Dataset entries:
────────────────────

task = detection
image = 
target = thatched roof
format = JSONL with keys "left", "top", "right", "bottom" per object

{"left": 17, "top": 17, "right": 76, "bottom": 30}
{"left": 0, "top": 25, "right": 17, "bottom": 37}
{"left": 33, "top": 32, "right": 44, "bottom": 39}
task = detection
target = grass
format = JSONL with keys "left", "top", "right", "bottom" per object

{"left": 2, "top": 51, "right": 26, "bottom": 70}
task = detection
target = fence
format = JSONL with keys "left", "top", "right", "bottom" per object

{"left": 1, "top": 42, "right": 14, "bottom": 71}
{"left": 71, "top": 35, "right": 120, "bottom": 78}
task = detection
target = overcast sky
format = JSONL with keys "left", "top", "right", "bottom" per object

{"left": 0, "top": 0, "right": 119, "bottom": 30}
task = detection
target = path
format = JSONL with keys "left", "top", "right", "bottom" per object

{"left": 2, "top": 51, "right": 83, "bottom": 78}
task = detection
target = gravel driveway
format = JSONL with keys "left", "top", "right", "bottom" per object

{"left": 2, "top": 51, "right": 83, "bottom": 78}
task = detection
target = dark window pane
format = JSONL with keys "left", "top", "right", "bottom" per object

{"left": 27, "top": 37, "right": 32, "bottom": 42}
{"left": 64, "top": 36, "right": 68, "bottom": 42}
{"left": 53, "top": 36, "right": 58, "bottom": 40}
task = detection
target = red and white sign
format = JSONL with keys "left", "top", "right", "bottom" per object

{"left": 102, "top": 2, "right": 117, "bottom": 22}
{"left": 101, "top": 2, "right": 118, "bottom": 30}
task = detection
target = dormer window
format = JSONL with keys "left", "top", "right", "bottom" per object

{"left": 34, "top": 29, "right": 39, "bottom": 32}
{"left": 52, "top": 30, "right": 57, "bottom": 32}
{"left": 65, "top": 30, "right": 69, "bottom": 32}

────────────────────

Work instructions:
Return every line of the preceding records in which the word "window" appears.

Solution to the problem:
target = dark window pane
target = dormer window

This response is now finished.